◆ Recorded information
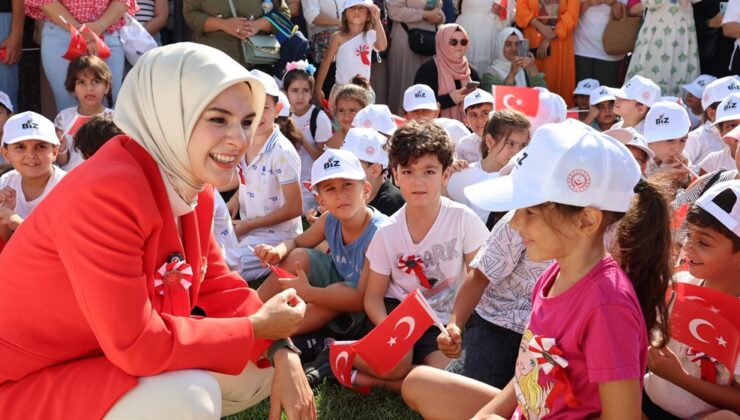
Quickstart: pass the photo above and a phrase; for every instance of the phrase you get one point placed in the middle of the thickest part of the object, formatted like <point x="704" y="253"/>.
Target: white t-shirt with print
<point x="13" y="180"/>
<point x="456" y="231"/>
<point x="323" y="132"/>
<point x="468" y="148"/>
<point x="718" y="160"/>
<point x="587" y="40"/>
<point x="69" y="121"/>
<point x="260" y="189"/>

◆ Problem to solve
Reproduce the lines above without the picture, substituting "gray t-shirt" for "white t-shirt" and leaving everything else unchanged.

◆ Completed exercise
Quickstart: pass the photo above and a phrase; for every instance of the phrase you get one point placed in the middle of the thickest part of the object, formatted like <point x="704" y="253"/>.
Target: gray t-shirt with print
<point x="13" y="180"/>
<point x="456" y="231"/>
<point x="323" y="132"/>
<point x="468" y="148"/>
<point x="718" y="160"/>
<point x="587" y="40"/>
<point x="69" y="121"/>
<point x="260" y="189"/>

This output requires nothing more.